------ Data excerpts

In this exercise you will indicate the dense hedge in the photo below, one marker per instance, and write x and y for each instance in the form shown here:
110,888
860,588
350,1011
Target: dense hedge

------------

* _Assigned task_:
Quote all the records. Keep every word exact.

* _Solution_:
In this exercise you will indicate the dense hedge in the photo below, one marker per instance, and write x and y for each instance in the form shown here:
110,888
860,588
350,1011
Target: dense hedge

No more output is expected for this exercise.